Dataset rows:
● ● ● ● ● ● ●

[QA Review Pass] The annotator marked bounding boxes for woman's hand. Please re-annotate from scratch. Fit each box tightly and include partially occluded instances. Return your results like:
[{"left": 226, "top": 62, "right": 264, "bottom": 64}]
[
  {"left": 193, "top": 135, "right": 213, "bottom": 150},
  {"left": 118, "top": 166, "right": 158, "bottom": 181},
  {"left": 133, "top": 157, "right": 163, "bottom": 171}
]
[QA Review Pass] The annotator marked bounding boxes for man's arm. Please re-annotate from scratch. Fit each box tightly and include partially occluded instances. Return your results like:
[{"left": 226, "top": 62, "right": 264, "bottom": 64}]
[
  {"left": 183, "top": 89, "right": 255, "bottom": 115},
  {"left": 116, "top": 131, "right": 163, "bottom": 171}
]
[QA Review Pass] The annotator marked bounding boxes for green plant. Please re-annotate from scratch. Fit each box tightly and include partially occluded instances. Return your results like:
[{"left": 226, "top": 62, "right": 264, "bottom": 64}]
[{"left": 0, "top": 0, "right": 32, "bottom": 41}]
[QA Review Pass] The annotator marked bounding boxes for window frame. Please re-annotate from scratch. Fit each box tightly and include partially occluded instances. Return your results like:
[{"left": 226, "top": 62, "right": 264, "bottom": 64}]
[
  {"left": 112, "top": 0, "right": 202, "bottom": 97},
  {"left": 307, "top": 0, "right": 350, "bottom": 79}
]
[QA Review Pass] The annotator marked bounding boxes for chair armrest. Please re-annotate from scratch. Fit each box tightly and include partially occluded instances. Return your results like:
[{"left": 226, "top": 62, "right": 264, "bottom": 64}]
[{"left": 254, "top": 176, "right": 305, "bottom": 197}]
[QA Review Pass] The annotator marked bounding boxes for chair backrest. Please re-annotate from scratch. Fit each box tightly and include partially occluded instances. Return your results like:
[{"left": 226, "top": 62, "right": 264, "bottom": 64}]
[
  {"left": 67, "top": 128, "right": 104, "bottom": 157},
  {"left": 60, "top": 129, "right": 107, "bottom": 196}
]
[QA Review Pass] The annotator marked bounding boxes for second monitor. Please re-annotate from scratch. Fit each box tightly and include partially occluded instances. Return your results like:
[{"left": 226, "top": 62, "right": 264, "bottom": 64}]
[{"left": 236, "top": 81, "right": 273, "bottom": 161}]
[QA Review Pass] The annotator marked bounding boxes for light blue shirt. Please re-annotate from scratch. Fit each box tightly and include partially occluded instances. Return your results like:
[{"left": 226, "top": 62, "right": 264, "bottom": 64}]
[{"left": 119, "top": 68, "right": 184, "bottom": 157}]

● ● ● ● ● ● ●

Format each line of the listing above as a Markdown table with the columns Row and Line. Number the rows sequentially and omit blank lines.

| Row | Line |
|---|---|
| 1 | [QA Review Pass] The annotator marked bounding boxes for woman's hand. Please re-annotate from scratch. Fit each box tightly and include partially occluded instances. Return your results like: |
| 2 | [{"left": 226, "top": 62, "right": 264, "bottom": 64}] |
| 3 | [ |
| 4 |   {"left": 193, "top": 135, "right": 213, "bottom": 150}, |
| 5 |   {"left": 118, "top": 166, "right": 158, "bottom": 181}, |
| 6 |   {"left": 133, "top": 157, "right": 163, "bottom": 171} |
| 7 | ] |
| 8 | [QA Review Pass] The annotator marked bounding boxes for man's arm. Please re-annotate from scratch. Fit each box tightly and include partially occluded instances. Return your results like: |
| 9 | [{"left": 226, "top": 62, "right": 264, "bottom": 64}] |
| 10 | [ |
| 11 |   {"left": 183, "top": 89, "right": 255, "bottom": 115}, |
| 12 |   {"left": 116, "top": 131, "right": 163, "bottom": 171} |
| 13 | ] |
| 14 | [QA Review Pass] The annotator marked bounding boxes for green plant. Please re-annotate from scratch. Fit each box tightly and include partially occluded instances. Return your results like: |
| 15 | [{"left": 226, "top": 62, "right": 264, "bottom": 64}] |
| 16 | [{"left": 0, "top": 0, "right": 32, "bottom": 41}] |
| 17 | [QA Review Pass] The annotator marked bounding boxes for window frame. Please re-annotate from scratch. Fit each box tightly and include partially occluded instances. Return your results like: |
| 18 | [{"left": 226, "top": 62, "right": 264, "bottom": 64}] |
| 19 | [ |
| 20 |   {"left": 112, "top": 0, "right": 202, "bottom": 97}, |
| 21 |   {"left": 307, "top": 0, "right": 350, "bottom": 79} |
| 22 | ] |
| 23 | [QA Review Pass] The annotator marked bounding boxes for chair armrest. Please re-annotate from scratch. Fit each box tightly and include partially occluded instances. Return your results like: |
| 24 | [{"left": 226, "top": 62, "right": 264, "bottom": 64}] |
| 25 | [{"left": 254, "top": 176, "right": 305, "bottom": 197}] |
| 26 | [QA Review Pass] The annotator marked bounding boxes for chair backrest. Please re-annotate from scratch. Fit each box tightly and include partially occluded instances. Return your results like: |
| 27 | [{"left": 226, "top": 62, "right": 264, "bottom": 64}] |
| 28 | [ |
| 29 |   {"left": 67, "top": 128, "right": 104, "bottom": 157}, |
| 30 |   {"left": 60, "top": 129, "right": 107, "bottom": 196} |
| 31 | ] |
| 32 | [QA Review Pass] The annotator marked bounding boxes for second monitor. Please re-annotate from scratch. Fit each box tightly and include partially occluded instances. Return your results like: |
| 33 | [{"left": 226, "top": 62, "right": 264, "bottom": 64}] |
| 34 | [{"left": 236, "top": 81, "right": 273, "bottom": 161}] |
| 35 | [QA Review Pass] The annotator marked bounding boxes for light blue shirt. Please re-annotate from scratch. Fit each box tightly and include partially occluded instances. Return your results like: |
| 36 | [{"left": 226, "top": 62, "right": 264, "bottom": 64}] |
| 37 | [{"left": 119, "top": 68, "right": 184, "bottom": 157}] |